What's that in English?


----------



## Drago (23 Jun 2019)

682mph. Chuck Yaeger was right peed off.


----------



## Drago (23 Jun 2019)

I like Skol said:


> What's that in English?



6MPH


----------



## I like Skol (23 Jun 2019)

Drago said:


> 6MPH


Wtf! Is it an echo.......


----------



## ColinJ (23 Jun 2019)

I like Skol said:


> What's that in English?


89.98 km/hr!


----------



## Vantage (24 Jun 2019)

ColinJ said:


> 89.98 km/hr!



It's miles away! 
You missed me by a mile! 
OMG how many inches is that! 

Metric just doesn't work in these cases.


----------



## Phaeton (24 Jun 2019)

I did 35mph on the MTB yesterday I was in a 30mph zone & did consider overtaking a car but I couldn't catch him


----------



## CXRAndy (24 Jun 2019)

ColinJ said:


> 89.98 km/hr!



~56 MPH ​


----------



## I like Skol (24 Jun 2019)

CXRAndy said:


> ~56 MPH ​


Oh, it sounded seriously fast in Km/hr. Maybe that is why some Brits use the foreign measurements, so distances and speeds sound more impressive?


----------



## classic33 (24 Jun 2019)

Data section:
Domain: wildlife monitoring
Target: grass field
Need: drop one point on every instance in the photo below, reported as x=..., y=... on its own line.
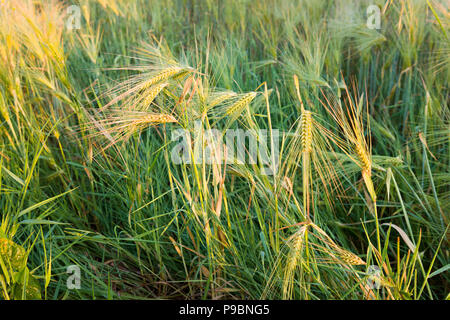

Written exercise 1: From the forum thread about speeds, reproduce the passage between "## Phaeton (24" and "CXRAndy (24 Jun 2019)", inclusive.
Written exercise 2: In the forum thread about speeds, what reason does I like Skol suggest for some Brits using the foreign measurements? Answer in one to three sentences.
Written exercise 3: Continue the forum thread about speeds from its final line.

Written response 1:
## Phaeton (24 Jun 2019)

I did 35mph on the MTB yesterday I was in a 30mph zone & did consider overtaking a car but I couldn't catch him


----------



## CXRAndy (24 Jun 2019)

Written response 2: I like Skol suggests that some Brits may use the foreign measurements so that distances and speeds sound more impressive. The idea comes from 89.98 km/hr sounding seriously fast until it was converted to about 56 MPH.

Written response 3:
Vantage said:


> It's miles away!
> You missed me by a mile!
> OMG how many inches is that!
> 
> Metric just doesn't work in these cases.


63363.


----------



## ColinJ (24 Jun 2019)

I like Skol said:


> Oh, it sounded seriously fast in Km/hr. Maybe that is why some Brits use the foreign measurements...


That makes you sound about 89 years old... I was taught solely in the metric system from the age of 11, and that was way back in 1967!


----------



## Phaeton (24 Jun 2019)

ColinJ said:


> That makes you sound about 89 years old... I was taught solely in the metric system from the age of 11, and that was way back in 1967!


Interesting, I was 7 in 1967 & we were taught Imperial, never really touched Metric other than to be told it was the same but different


----------



## classic33 (24 Jun 2019)

ColinJ said:


> That makes you sound about 89 years old... I was taught solely in the metric system from the age of 11, and that was way back in 1967!


Taught both, but stuck with the older system. Not that new fangled metric system.


----------



## classic33 (24 Jun 2019)

Vantage said:


> It's miles away!
> You missed me by a mile!
> OMG how many inches is that!
> 
> Metric just doesn't work in these cases.


Give them a centimetre and they'll take a metre doesn't sound right either.


----------



## I like Skol (24 Jun 2019)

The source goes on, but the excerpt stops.